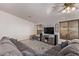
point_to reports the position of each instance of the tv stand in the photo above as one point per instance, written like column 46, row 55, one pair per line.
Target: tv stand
column 47, row 39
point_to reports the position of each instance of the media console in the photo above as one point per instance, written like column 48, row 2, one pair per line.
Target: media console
column 46, row 39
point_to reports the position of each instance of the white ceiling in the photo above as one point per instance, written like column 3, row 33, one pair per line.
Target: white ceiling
column 35, row 12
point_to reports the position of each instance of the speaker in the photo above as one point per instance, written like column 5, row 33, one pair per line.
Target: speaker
column 55, row 39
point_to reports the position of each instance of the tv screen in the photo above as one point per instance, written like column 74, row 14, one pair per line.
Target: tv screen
column 49, row 30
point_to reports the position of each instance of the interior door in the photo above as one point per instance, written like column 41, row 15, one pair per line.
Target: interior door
column 64, row 30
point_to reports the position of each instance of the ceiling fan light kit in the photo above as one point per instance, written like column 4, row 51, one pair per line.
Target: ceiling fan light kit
column 68, row 7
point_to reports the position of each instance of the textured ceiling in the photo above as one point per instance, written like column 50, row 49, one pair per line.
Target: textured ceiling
column 35, row 12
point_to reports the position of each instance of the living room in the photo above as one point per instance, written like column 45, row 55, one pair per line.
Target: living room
column 39, row 29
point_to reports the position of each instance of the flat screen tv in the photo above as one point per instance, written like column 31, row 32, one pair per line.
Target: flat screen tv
column 49, row 30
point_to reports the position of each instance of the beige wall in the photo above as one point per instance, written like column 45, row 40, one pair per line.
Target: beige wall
column 15, row 27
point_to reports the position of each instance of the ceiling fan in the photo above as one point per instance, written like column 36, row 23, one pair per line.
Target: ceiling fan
column 64, row 7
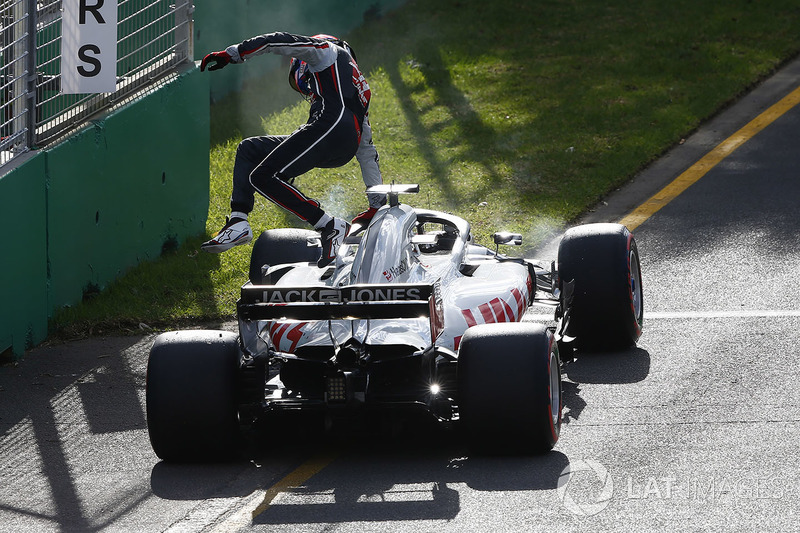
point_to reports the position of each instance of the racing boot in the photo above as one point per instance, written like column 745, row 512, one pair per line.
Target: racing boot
column 332, row 238
column 236, row 231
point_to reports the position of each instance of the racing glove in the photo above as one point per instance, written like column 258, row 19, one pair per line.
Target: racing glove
column 363, row 219
column 216, row 60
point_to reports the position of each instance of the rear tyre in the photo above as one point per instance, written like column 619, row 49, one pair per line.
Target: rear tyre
column 192, row 396
column 509, row 383
column 601, row 286
column 279, row 246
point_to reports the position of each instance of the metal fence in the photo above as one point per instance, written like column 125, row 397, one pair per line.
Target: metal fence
column 153, row 38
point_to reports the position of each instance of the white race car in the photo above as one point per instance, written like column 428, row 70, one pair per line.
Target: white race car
column 411, row 316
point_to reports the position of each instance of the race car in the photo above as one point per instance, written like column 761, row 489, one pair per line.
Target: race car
column 413, row 316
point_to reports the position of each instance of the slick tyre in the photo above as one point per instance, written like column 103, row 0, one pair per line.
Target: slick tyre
column 509, row 383
column 192, row 396
column 281, row 246
column 601, row 286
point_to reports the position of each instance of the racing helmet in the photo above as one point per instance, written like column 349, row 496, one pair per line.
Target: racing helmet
column 298, row 76
column 298, row 70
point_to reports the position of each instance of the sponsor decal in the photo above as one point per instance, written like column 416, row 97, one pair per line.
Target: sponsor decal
column 356, row 293
column 396, row 271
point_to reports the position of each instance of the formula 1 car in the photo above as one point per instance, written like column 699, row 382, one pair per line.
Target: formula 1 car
column 413, row 315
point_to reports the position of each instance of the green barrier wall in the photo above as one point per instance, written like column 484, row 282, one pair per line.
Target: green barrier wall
column 23, row 257
column 83, row 212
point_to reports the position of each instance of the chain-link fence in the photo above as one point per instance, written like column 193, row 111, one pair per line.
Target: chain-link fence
column 153, row 37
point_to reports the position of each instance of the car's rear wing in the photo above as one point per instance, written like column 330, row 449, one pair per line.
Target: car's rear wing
column 351, row 302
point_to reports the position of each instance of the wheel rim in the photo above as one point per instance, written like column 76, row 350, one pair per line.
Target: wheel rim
column 636, row 285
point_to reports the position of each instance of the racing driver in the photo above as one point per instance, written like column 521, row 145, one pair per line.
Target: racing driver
column 324, row 70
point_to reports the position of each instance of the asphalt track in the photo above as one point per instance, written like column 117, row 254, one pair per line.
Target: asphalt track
column 695, row 429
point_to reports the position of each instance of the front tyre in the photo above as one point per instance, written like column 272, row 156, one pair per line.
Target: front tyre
column 192, row 391
column 509, row 383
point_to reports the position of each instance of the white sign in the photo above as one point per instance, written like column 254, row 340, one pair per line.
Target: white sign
column 89, row 46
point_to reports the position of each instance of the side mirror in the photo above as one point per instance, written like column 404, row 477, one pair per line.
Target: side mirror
column 505, row 237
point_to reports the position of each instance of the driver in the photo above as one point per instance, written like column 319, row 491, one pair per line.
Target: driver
column 324, row 70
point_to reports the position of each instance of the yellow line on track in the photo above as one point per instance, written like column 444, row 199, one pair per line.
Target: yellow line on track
column 635, row 218
column 296, row 478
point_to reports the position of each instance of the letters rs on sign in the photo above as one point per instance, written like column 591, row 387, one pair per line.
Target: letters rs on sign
column 89, row 46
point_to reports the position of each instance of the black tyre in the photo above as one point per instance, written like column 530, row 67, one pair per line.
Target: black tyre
column 279, row 246
column 192, row 395
column 509, row 388
column 601, row 286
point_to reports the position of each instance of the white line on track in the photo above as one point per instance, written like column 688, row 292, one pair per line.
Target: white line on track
column 679, row 315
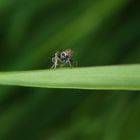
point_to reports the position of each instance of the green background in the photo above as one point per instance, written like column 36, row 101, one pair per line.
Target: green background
column 101, row 32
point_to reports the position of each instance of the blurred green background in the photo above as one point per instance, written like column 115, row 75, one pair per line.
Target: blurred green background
column 101, row 32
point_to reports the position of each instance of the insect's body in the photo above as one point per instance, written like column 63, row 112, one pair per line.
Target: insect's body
column 62, row 57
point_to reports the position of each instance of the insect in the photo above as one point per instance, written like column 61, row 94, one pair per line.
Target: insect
column 62, row 57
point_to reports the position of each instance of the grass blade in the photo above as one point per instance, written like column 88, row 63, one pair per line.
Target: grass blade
column 124, row 77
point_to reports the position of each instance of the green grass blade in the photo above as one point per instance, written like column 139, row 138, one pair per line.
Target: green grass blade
column 125, row 77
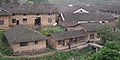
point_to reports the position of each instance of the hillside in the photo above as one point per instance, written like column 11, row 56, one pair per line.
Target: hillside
column 84, row 2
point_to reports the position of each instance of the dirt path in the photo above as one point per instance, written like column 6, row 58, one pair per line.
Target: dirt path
column 45, row 54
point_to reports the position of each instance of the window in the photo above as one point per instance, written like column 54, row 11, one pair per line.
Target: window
column 60, row 42
column 24, row 14
column 13, row 14
column 13, row 20
column 49, row 20
column 1, row 22
column 36, row 42
column 91, row 36
column 75, row 41
column 24, row 44
column 25, row 20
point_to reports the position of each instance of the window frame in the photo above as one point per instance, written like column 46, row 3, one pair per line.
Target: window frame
column 49, row 20
column 24, row 20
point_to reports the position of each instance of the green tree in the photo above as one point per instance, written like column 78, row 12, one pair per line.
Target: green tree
column 106, row 33
column 106, row 54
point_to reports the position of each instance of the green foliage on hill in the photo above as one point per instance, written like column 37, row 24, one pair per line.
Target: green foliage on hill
column 39, row 1
column 111, row 43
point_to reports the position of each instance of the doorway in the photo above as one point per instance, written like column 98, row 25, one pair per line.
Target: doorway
column 38, row 21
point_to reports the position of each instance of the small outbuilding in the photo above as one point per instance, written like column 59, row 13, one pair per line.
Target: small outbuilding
column 67, row 39
column 22, row 38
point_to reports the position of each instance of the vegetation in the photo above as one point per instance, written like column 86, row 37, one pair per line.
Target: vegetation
column 4, row 46
column 40, row 1
column 11, row 59
column 111, row 43
column 49, row 30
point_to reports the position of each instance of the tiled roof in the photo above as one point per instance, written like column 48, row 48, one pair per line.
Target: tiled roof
column 16, row 8
column 87, row 17
column 21, row 33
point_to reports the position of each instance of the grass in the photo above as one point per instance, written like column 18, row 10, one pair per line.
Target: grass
column 61, row 55
column 49, row 30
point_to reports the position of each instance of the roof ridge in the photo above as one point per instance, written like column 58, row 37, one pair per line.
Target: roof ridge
column 5, row 10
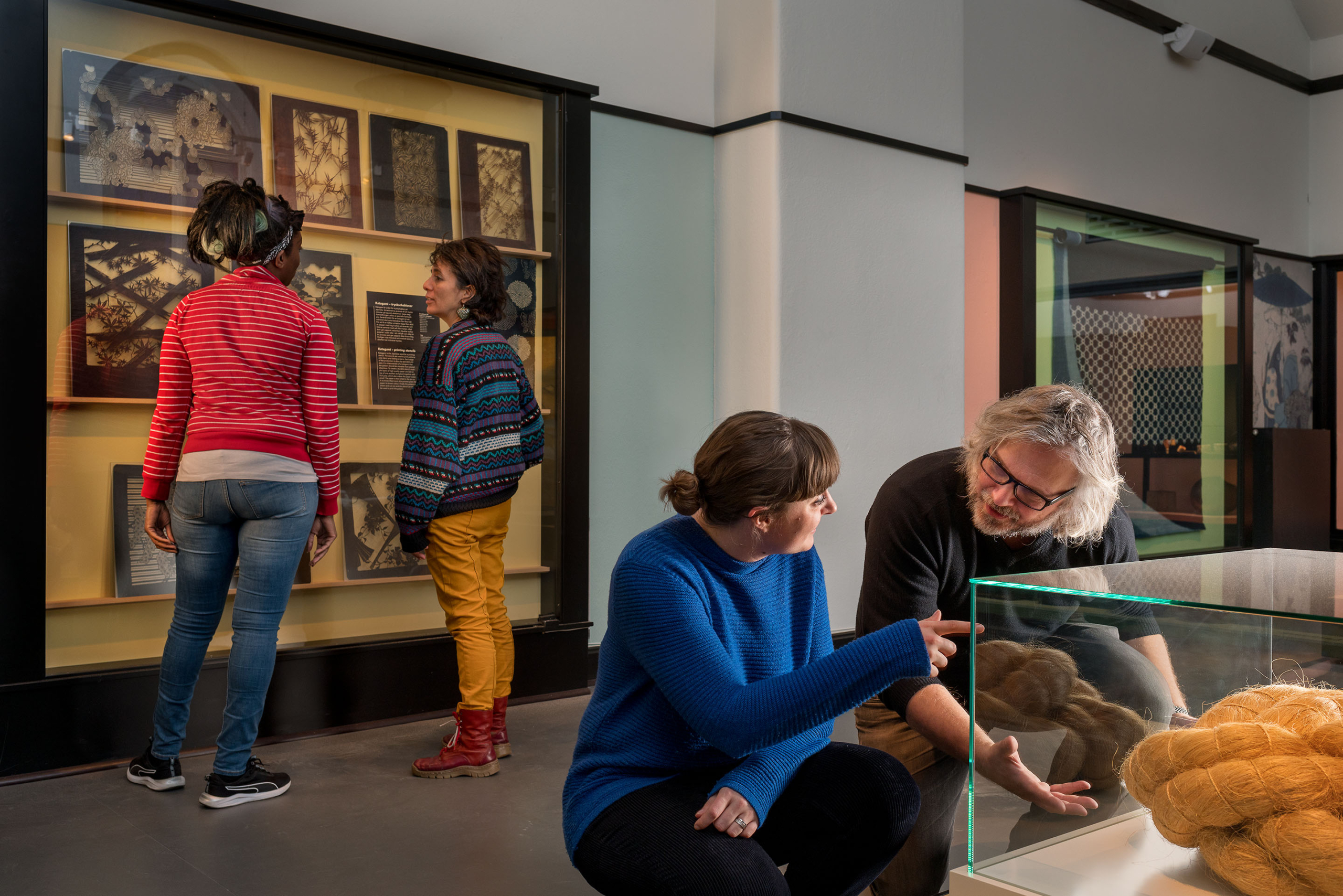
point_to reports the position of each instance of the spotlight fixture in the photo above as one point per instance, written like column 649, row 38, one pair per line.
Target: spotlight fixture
__________
WORK REQUIRED:
Please output the stretch from the line containing "point_to reports the position of each instance of the spotlight" through the end of the rows as a JSON list of strings, one string per line, leaving out blank lines.

CORRECT RESULT:
[
  "point_to reports the position of each instance of the spotlight fixture in the photo above as one point per instance, written like column 649, row 38, one pair per line.",
  "Target: spotlight fixture"
]